Das ist eine glatte Fehlinformation, minutenlang, beginnend etwa  eine  halbe Stunde vor Auktionsende 
besonders in den letzten 10 Minuten  davor   ging nichts mehr 


			
				e-bay schrieb:
			
		

> Die Seite kann nicht aufgerufen werden
> 
> Die von Ihnen gewünschte Seite kann nicht aufgerufen werden.
> Bitte wählen Sie unter den folgenden Optionen aus:
> ...



cp


----------



## Bremsklotz (5 Mai 2005)

Mal etwas hinter die Kulissen geschaut bei der Auktion:

114 Gebote wurden mit folgenden Begründungen gestrichen:
Kein Kontakt mit dem Verkäufer = 3
Techn. Probleme = 5
Unseriös = 14 (Spaßbieter mit Betrag von € 10.000.000,00)
Falscher Gebotseintrag = 28
Einbau einer Akkreditierung = 64

Übrigens zeigt ebay immer noch nichts an unter "Artikel beobachten".
Über "watch notice" funktioniert der Link aber.


----------



## Reducal (8 Juli 2006)

*AW: PapaMobil*

Jetzt gibt es das KlinsiMobil, VW Käfer nun schon bei über 300.000 €


----------



## Captain Picard (8 Juli 2006)

(DEINE AUFGABEN):
(1) Formuliere den Absatz, der mit „Das ist eine glatte Fehlinformation“ beginnt, im Text zur eBay-Auktion kürzer.
(2) Erkläre anhand des Textes zur eBay-Auktion in ein bis drei Sätzen, warum 14 Gebote als unseriös gestrichen wurden.
(3) Knüpfe an das Ende des Textes zur eBay-Auktion an und schreibe ihn weiter.

(DATENSATZINHALT):
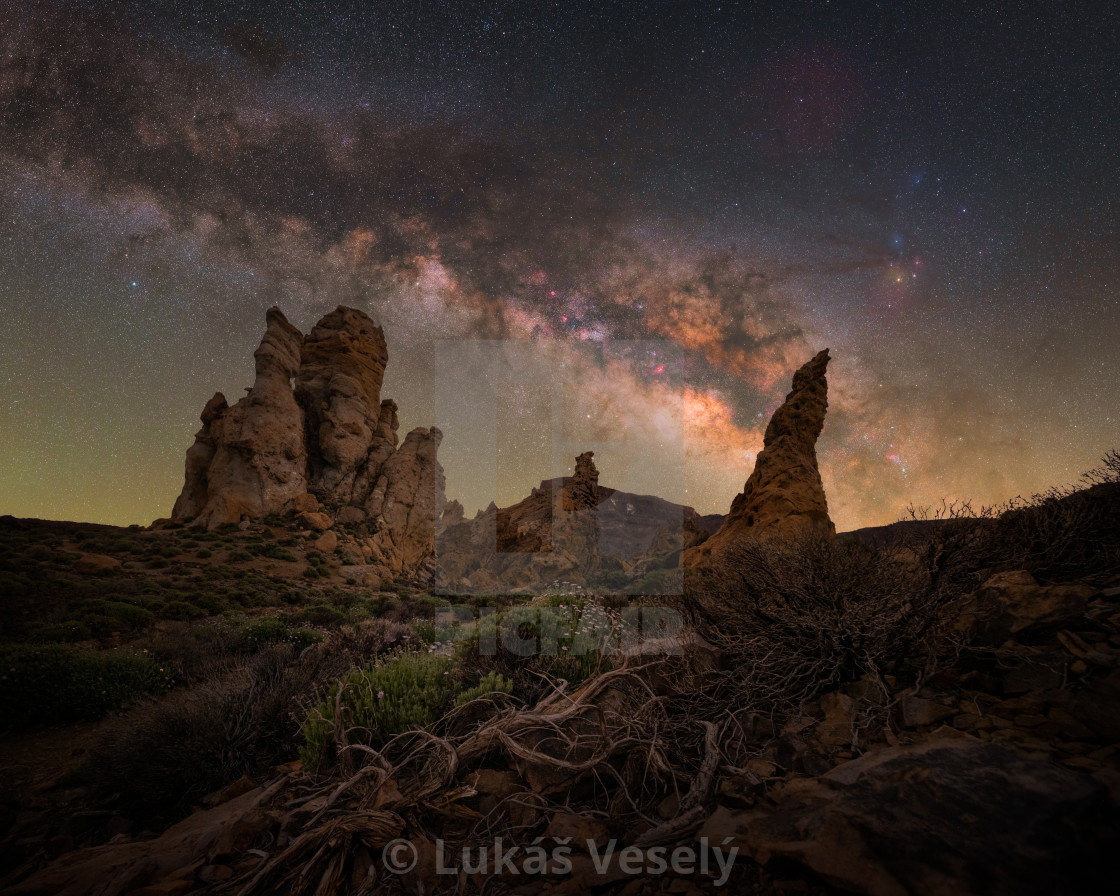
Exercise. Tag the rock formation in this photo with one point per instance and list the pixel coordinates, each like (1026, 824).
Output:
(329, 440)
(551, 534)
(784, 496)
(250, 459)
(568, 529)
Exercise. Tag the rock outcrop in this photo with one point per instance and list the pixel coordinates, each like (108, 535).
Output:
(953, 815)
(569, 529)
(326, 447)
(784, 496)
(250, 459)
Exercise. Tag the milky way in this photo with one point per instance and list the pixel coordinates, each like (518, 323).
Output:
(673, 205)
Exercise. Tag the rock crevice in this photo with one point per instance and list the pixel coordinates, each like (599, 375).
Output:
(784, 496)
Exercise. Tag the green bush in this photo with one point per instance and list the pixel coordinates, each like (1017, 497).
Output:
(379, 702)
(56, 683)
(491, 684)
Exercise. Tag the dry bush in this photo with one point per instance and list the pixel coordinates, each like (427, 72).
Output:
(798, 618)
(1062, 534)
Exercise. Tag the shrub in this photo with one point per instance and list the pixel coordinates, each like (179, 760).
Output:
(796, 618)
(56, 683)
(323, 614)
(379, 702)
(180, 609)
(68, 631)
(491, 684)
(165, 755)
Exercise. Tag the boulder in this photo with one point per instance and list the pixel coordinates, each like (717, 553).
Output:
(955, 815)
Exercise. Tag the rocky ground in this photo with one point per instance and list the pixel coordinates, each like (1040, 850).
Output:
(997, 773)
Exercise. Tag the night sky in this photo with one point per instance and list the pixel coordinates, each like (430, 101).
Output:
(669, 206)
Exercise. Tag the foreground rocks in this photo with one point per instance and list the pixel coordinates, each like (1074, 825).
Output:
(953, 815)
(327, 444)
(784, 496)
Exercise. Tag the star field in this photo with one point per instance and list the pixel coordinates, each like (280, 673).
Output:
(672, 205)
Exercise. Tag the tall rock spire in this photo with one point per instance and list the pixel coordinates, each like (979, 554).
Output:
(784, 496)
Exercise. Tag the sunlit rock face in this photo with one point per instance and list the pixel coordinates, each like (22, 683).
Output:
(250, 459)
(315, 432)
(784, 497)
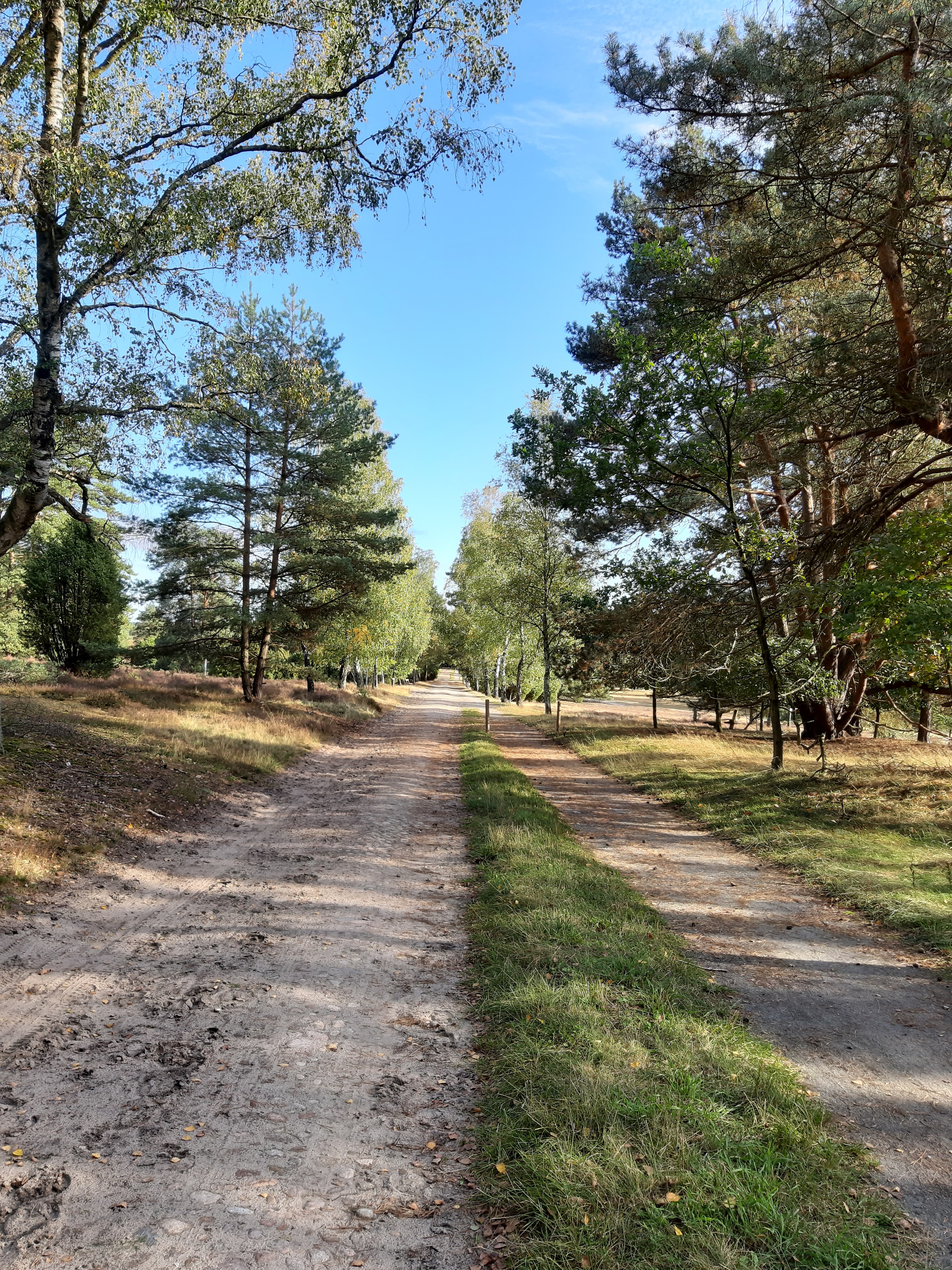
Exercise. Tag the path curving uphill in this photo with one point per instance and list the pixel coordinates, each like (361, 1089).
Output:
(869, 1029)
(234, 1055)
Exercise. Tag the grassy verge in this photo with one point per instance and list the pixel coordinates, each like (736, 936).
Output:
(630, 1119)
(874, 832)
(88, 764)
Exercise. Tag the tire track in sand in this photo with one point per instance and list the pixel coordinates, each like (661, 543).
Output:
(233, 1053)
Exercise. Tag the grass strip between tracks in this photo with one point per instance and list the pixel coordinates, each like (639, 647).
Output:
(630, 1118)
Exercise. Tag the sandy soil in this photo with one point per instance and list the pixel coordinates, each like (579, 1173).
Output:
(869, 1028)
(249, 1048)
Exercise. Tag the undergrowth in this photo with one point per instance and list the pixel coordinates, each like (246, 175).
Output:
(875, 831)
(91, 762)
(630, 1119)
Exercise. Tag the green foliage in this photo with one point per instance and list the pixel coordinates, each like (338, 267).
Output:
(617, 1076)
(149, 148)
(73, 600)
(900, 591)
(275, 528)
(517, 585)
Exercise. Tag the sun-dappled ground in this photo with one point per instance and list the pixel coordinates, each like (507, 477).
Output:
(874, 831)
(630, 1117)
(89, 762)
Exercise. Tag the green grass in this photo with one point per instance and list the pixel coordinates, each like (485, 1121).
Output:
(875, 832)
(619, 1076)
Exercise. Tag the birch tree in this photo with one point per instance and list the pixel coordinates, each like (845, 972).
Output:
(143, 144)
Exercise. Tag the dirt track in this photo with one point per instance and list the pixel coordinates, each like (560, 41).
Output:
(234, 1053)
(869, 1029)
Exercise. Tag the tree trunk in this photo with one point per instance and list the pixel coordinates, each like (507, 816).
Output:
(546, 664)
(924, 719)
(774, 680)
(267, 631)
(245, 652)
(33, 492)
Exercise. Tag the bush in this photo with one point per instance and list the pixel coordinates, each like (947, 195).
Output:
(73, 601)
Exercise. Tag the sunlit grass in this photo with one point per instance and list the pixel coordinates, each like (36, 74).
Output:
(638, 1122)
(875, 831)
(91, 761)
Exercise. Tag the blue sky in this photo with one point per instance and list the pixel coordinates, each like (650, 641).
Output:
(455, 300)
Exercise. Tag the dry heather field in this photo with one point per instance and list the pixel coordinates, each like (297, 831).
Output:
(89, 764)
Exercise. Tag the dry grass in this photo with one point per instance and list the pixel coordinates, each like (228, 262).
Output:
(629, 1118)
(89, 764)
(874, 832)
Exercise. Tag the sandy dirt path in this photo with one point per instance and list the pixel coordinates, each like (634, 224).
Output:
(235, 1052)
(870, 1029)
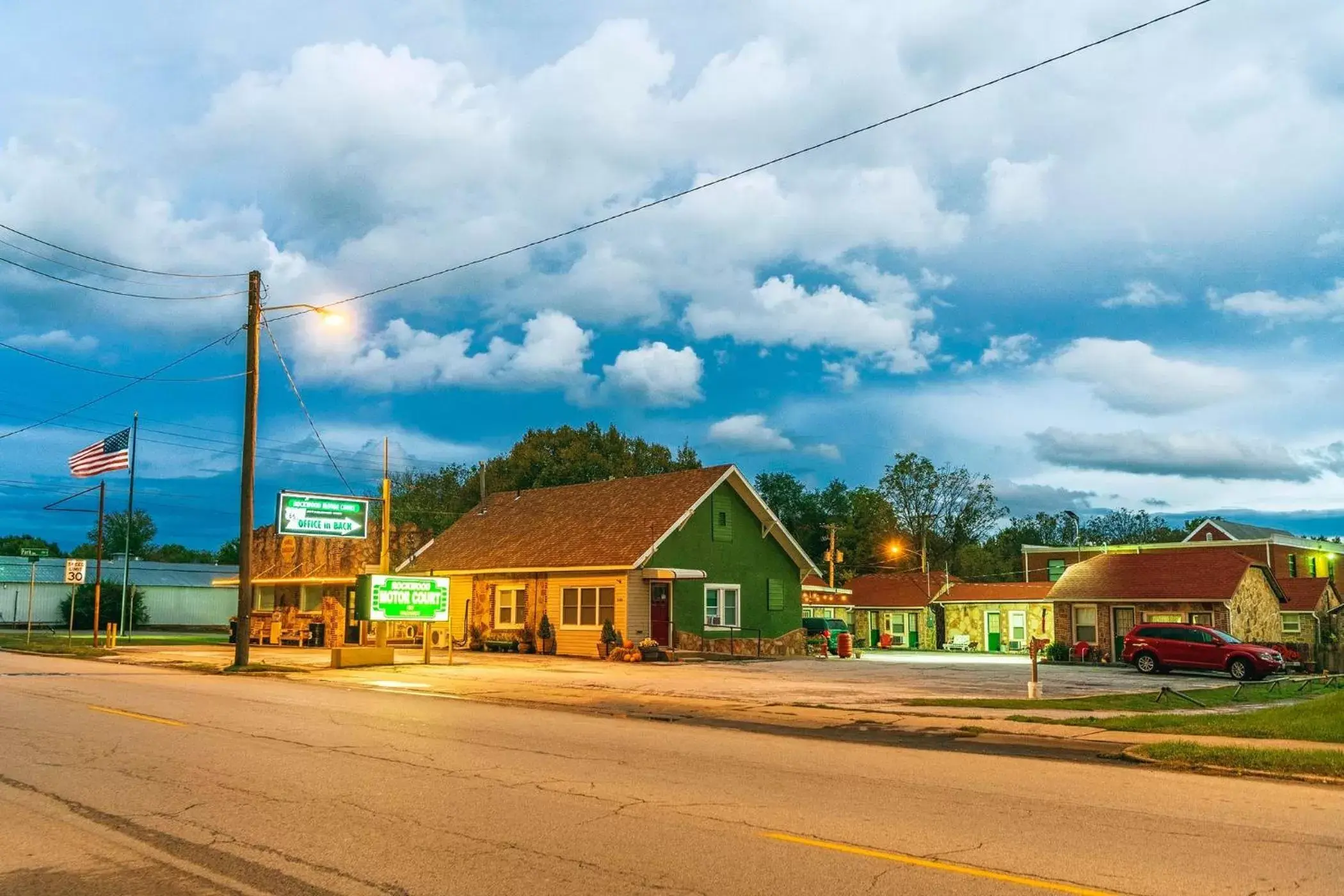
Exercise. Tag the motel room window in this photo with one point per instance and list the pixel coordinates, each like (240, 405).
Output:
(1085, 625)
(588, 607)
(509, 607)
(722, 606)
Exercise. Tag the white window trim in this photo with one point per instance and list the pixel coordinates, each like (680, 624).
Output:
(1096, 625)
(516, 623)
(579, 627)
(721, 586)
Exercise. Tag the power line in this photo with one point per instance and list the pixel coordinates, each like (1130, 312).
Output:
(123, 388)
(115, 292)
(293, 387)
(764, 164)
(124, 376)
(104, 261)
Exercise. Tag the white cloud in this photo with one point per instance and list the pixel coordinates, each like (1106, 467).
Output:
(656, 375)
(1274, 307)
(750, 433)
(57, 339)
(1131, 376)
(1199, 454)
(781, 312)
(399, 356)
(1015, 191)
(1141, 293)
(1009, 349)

(ANTWORTEN):
(1) Die Angabe ist falsch: Ab etwa einer halben Stunde vor Auktionsende ging minutenlang nichts mehr, besonders in den letzten 10 Minuten.

(2) Diese 14 Gebote stammten von Spaßbietern. Sie hatten einen Betrag von 10.000.000,00 € geboten.

(3)
*AW: PapaMobil*



			
				Reducal schrieb:
			
		

> Jetzt gibt es das KlinsiMobil, VW Käfer nun schon bei über 300.000 €


Die ebay-Papamobillinks sind schon alle längst tot 
zur Geschichte 
http://de.wikipedia.org/wiki/Papamobil
dann gab es auch noch das Guidomobil 
http://de.wikipedia.org/wiki/Guidomobil


> Das Guidomobil wurde inzwischen von der FDP verkauft und im Wahlkampf zur Bundestagswahl 2005 nicht mehr eingesetzt.


an wen...


----------



## Reducal (8 Juli 2006)

*AW: PapaMobil*

Heute morgen noch 301.165,00 € für den Käfer und jetzt:





> Aktuelles Gebot: EUR 168.450,01


Interesant hier die Bieterliste - schaut mal, wie viele "Spaßbieter" Konsequenzen erfahren haben und plötzlich nicht mehr bei eBay angemeldet sind.


----------



## Redu (9 Juli 2006)

*KlinsiMobil*

...das war´s dann auch schon wieder: Angebot beendet, 1 € Mindestgebot nicht erreicht, 0 Gebote.


----------



## Siggi-51 (9 Juli 2006)

*AW: PapaMobil*

Das Ding wurde neu eingestellt und steht jetzt bei "kläglichen" 605 Euro - der Mindestpreis von 300ooo ist leider noch nicht erreicht


----------



## Captain Picard (10 Juli 2006)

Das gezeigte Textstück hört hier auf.